ЗАДАНИЯ —
1 > Выпишите из текста отрывок от слов «Какими словами передать» до слов «приносить вам пользу.» включительно.
2 > Пожалуйста, переведите на английский язык предложение из текста: «Нас выводят в незнакомую часть двора».

ТЕКСТ —
■ ■ ■ ■ ■ ■ ■

Какими словами передать чувство одиночника, два года не видевшего никого, кроме тюремщиков, при виде своих товарищей по заключению! Люди! Это вы, дорогие! А я уж думала — никогда не увижу вас. Какое счастье — вы снова со мной. Я хочу любить вас и приносить вам пользу.
Нас выводят в незнакомую часть двора. Там еще человек десять женщин. Надзиратели еще шипят: «Без разговоров», — но мы уже переговариваемся улыбками, взглядами, рукопожатиями. Нет ли тут знакомых по Бутыркам? Нет, не нахожу. Все лица к тому же как-то унифицированы одинаковой уродливой одеждой и общим выражением глаз.
Да, это была обыкновенная баня, с деревянными скамейками, дымящимися от вылитого на них кипятка, с пышной мыльной пеной в жестяных тазах, с гулким эхом голосов. Но все эти обыденные детали обстановки как бы зачеркивались тем душевным подъемом — не побоюсь сказать: пафосом человечности, которым мы все были тогда охвачены.

■ ■ ■ ■ ■ ■ ■

[Данные для привязки точек к изображениям]

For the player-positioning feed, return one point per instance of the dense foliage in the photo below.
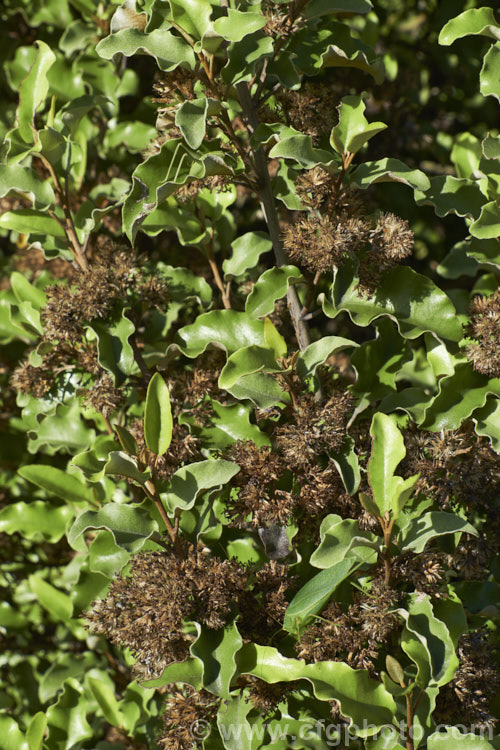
(250, 365)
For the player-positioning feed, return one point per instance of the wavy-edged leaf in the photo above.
(427, 641)
(412, 300)
(388, 170)
(342, 538)
(353, 129)
(168, 50)
(37, 520)
(318, 352)
(216, 649)
(227, 329)
(459, 395)
(33, 90)
(473, 21)
(365, 701)
(271, 285)
(130, 527)
(421, 530)
(313, 596)
(246, 251)
(247, 361)
(56, 602)
(188, 481)
(158, 422)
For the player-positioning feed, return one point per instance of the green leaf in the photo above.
(33, 91)
(388, 450)
(216, 649)
(36, 731)
(228, 329)
(36, 520)
(191, 119)
(489, 76)
(260, 388)
(340, 539)
(158, 422)
(238, 24)
(421, 530)
(459, 395)
(363, 700)
(57, 482)
(26, 181)
(189, 481)
(130, 526)
(474, 21)
(412, 300)
(28, 221)
(487, 225)
(244, 56)
(247, 250)
(247, 361)
(453, 739)
(426, 640)
(312, 597)
(59, 605)
(299, 149)
(168, 50)
(353, 129)
(115, 354)
(106, 700)
(318, 352)
(388, 170)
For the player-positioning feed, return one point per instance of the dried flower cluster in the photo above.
(484, 330)
(356, 635)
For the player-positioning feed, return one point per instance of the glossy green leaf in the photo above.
(57, 482)
(246, 251)
(36, 520)
(473, 21)
(189, 481)
(158, 422)
(247, 361)
(216, 649)
(168, 50)
(29, 221)
(106, 701)
(453, 739)
(115, 353)
(388, 170)
(238, 24)
(487, 225)
(459, 395)
(388, 450)
(25, 181)
(130, 527)
(271, 286)
(421, 530)
(318, 352)
(36, 731)
(426, 640)
(340, 539)
(314, 595)
(33, 91)
(57, 603)
(412, 300)
(353, 129)
(363, 700)
(227, 329)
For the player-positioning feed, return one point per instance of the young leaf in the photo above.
(158, 422)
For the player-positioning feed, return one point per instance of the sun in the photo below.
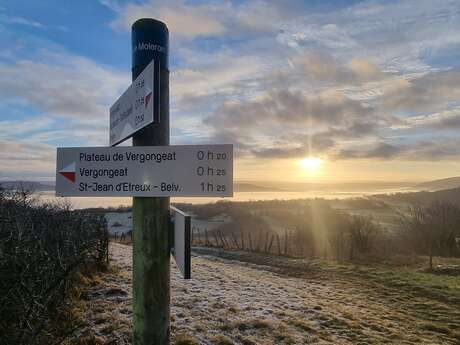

■ ■ ■ ■ ■ ■ ■

ОТВЕТЫ К ЗАДАНИЯМ —
1 >
Какими словами передать чувство одиночника, два года не видевшего никого, кроме тюремщиков, при виде своих товарищей по заключению! Люди! Это вы, дорогие! А я уж думала — никогда не увижу вас. Какое счастье — вы снова со мной. Я хочу любить вас и приносить вам пользу.

2 > We are led out into an unfamiliar part of the yard.